- Written problem -
Set out every line of the items below as a numbered list, skipping any blank lines. Leave the pictures out of your answer.

Records:

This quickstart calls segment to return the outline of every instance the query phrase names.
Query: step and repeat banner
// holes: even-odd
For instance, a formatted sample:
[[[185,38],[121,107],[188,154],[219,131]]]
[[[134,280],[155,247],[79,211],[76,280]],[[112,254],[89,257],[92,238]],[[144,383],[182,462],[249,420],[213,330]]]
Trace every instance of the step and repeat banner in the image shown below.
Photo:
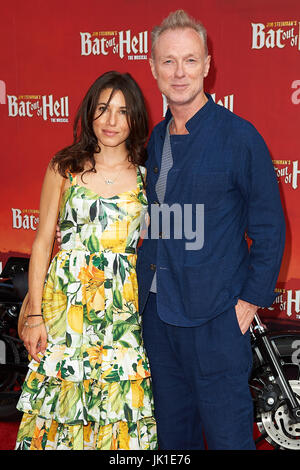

- The completed task -
1. This quickstart calls segment to return the outline of every instance the query phrase names.
2. Query: step and repeat banner
3. // holes: even-odd
4. For instance, a formatted sample:
5. [[[185,38],[121,107],[188,154],[219,131]]]
6. [[[134,280],[155,247],[79,211],[76,280]],[[112,254],[89,257],[92,238]],[[144,383],[182,462],[249,420],[213,330]]]
7. Trace every instance of the step and repeat banner in the image shown below.
8. Photo:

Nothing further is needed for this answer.